Having found the line containing "[(147, 241)]" in the data below, reproduce that line and each one after it to the end, exactly, and include nothing else.

*** Opening of Source material ***

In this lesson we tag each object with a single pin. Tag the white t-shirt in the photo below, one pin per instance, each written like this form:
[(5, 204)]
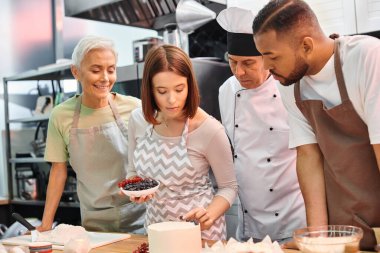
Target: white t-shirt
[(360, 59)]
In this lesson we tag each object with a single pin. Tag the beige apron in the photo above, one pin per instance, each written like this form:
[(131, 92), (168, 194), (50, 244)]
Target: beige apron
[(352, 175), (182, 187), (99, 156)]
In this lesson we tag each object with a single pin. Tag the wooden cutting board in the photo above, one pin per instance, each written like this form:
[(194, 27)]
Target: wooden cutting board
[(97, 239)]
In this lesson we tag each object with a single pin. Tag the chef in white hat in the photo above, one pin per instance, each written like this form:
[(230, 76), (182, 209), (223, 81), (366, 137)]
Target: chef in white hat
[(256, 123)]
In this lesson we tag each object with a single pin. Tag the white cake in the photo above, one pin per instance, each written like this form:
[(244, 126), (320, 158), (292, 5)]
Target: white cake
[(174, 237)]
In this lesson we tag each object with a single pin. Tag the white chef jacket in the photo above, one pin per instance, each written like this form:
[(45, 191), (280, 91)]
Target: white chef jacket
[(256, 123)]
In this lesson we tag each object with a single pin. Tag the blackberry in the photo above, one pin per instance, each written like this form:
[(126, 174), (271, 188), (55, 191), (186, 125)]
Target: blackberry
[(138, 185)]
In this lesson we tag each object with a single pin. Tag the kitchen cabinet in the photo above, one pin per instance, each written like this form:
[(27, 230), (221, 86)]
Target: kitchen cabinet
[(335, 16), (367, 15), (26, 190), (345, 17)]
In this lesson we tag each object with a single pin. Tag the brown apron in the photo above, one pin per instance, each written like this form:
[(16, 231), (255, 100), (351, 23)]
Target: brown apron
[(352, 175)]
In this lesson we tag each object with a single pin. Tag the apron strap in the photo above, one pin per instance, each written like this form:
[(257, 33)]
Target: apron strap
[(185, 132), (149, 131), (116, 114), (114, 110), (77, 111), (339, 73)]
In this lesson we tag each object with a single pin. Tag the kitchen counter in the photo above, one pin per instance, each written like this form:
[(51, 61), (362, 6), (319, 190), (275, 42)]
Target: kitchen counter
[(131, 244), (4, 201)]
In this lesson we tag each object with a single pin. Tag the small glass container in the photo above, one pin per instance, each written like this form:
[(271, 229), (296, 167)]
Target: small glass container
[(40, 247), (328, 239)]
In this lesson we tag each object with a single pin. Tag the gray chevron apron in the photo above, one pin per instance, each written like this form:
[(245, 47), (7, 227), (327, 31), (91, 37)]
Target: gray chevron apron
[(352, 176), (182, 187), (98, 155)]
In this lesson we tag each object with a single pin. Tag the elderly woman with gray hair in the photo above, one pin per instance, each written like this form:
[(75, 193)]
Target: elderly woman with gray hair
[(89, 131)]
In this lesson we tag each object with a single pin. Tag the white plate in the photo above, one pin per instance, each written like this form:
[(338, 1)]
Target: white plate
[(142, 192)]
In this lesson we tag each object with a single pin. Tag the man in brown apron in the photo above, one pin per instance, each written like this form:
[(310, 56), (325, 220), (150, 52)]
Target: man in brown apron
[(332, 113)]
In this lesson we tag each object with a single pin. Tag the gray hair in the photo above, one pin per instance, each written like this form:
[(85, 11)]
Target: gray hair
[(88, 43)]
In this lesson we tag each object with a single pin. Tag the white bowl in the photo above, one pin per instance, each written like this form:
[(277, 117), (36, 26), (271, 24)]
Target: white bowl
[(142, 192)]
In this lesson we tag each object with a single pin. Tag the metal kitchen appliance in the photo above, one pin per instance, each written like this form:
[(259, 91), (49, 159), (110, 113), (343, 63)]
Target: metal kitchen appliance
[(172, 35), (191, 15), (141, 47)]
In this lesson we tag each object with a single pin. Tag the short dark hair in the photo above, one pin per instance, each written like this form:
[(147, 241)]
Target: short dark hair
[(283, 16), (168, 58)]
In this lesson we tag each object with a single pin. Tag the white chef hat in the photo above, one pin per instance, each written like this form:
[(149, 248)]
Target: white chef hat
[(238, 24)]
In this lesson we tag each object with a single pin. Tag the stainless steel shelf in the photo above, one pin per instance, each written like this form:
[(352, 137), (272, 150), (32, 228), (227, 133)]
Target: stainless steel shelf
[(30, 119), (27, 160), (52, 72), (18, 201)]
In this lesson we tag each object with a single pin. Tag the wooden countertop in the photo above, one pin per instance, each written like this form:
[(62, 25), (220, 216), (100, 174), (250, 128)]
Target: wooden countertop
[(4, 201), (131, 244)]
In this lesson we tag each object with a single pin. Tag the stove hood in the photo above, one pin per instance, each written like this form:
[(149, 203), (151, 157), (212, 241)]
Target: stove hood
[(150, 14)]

*** Close of Source material ***

● Response area:
[(147, 241)]
Target: short dark hair
[(283, 16), (168, 58)]
In this lesson we tag each object with a single pin. Tag the white chef hat in the photo above, one pin per instance, each written like this form:
[(149, 248)]
Target: white chef hat
[(238, 24)]
In this lesson we tag each object with a single pin. Tag the stainless steel shelf in the photo above, one pin per instance, each written like this form:
[(352, 137), (272, 150), (32, 228), (227, 133)]
Target: stainless steel shelf
[(30, 119), (27, 160), (52, 72), (18, 201)]
In this lesson we tag each object with a single pin. Tag the wooden countertop in the photo above, one pin per instance, each written like this form:
[(62, 25), (220, 216), (100, 174), (250, 128)]
Target: wooden countertop
[(4, 201), (131, 244)]
In this lesson we tag each object with a single pin. Tag the stove hood in the photo above, one pin per instance, each written like this form:
[(149, 203), (151, 157), (212, 241)]
Target: stove hood
[(150, 14)]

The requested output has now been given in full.